start TEXT SEGMENT
Andrew Edgar on the homogenisation of beauty in sport

In anticipation of our third workshop on 'the globalisation of beauty', we asked our speakers and participants to consider whether conceptions of beauty are becoming more global. Here Andrew Edgar, lecturer in philosophy at the University of Cardiff, addresses this question from his own specialism in the philosophy of sport.

Question: Is it still the case that there are significant cultural differences in dominant beauty norms and ideals or are beauty norms becoming increasingly homogenised and global? If so what are the drivers of this? Is it a westernised norm? Are there key ethical, legal or practices issues which arise in this context?
end TEXT SEGMENT
CHALLENGE A: Please return every line of the listing below that contains the string "xmin".
start DATA LISTING
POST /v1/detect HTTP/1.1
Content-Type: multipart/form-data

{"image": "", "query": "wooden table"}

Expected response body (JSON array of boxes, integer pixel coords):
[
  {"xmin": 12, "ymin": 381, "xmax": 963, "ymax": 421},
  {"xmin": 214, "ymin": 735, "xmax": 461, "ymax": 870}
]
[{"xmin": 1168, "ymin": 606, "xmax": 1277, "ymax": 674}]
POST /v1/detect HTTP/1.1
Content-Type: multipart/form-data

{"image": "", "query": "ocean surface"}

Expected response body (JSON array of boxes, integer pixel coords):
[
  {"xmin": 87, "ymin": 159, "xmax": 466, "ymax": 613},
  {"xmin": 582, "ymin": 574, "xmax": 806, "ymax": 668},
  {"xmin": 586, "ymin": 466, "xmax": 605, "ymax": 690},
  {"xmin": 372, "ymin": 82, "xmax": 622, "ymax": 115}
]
end DATA LISTING
CHALLENGE B: From the piece on beauty in sport, give back the passage between "In anticipation of" and "philosophy of sport.", inclusive, word for word.

TASK ANSWER A:
  {"xmin": 12, "ymin": 381, "xmax": 963, "ymax": 421},
  {"xmin": 214, "ymin": 735, "xmax": 461, "ymax": 870}
[{"xmin": 1168, "ymin": 606, "xmax": 1277, "ymax": 674}]
  {"xmin": 87, "ymin": 159, "xmax": 466, "ymax": 613},
  {"xmin": 582, "ymin": 574, "xmax": 806, "ymax": 668},
  {"xmin": 586, "ymin": 466, "xmax": 605, "ymax": 690},
  {"xmin": 372, "ymin": 82, "xmax": 622, "ymax": 115}

TASK ANSWER B:
In anticipation of our third workshop on 'the globalisation of beauty', we asked our speakers and participants to consider whether conceptions of beauty are becoming more global. Here Andrew Edgar, lecturer in philosophy at the University of Cardiff, addresses this question from his own specialism in the philosophy of sport.